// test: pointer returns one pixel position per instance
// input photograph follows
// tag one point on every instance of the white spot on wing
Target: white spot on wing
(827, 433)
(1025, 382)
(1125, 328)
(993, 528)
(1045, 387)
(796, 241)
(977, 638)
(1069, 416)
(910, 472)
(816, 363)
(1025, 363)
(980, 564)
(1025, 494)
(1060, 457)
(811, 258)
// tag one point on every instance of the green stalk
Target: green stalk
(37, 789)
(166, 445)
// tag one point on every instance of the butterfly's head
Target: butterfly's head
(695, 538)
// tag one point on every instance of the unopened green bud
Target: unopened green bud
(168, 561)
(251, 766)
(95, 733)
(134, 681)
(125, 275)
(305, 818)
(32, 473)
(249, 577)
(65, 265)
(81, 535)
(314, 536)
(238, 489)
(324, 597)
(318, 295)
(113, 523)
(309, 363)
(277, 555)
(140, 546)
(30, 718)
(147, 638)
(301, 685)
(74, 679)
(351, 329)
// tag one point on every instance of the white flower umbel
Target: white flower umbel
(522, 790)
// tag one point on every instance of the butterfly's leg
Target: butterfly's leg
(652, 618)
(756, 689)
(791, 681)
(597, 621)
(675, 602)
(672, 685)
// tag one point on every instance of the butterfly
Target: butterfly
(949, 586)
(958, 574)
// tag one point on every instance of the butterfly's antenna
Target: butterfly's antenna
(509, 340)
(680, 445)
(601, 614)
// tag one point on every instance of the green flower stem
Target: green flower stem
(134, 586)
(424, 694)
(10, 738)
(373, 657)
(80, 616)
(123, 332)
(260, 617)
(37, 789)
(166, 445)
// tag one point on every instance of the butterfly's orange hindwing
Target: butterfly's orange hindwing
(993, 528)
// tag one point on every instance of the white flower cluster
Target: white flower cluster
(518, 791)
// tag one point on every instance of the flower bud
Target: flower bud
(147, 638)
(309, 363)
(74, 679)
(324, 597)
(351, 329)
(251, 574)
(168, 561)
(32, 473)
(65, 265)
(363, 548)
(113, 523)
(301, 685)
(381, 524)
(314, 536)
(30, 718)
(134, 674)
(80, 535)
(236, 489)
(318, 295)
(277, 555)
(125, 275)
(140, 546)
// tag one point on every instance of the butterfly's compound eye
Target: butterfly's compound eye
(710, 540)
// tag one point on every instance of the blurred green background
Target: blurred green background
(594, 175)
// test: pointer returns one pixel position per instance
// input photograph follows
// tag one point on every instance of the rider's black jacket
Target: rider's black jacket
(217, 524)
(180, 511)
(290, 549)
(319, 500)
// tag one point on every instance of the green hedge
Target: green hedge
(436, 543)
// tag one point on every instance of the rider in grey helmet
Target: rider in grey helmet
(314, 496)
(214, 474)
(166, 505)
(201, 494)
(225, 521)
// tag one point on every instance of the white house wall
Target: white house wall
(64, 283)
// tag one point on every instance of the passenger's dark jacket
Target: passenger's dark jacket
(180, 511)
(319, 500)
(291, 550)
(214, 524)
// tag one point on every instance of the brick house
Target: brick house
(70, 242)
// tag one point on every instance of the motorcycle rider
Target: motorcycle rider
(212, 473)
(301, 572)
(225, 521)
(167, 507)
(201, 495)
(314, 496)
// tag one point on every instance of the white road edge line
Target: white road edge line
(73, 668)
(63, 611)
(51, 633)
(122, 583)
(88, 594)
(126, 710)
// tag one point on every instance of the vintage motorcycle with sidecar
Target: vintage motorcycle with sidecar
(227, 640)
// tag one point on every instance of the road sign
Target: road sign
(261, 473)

* [What the exercise asks] Please write out, exactly as they appear, the lines from the one containing "the vintage motorcycle with sidecar" through the last line of the records above, and nothing more.

* [Response to this task]
// tag one point on every instance of the vintage motorcycle with sidecar
Target: vintage motorcycle with sidecar
(227, 640)
// tag one point on every instance of the road sign
Target: road sign
(261, 473)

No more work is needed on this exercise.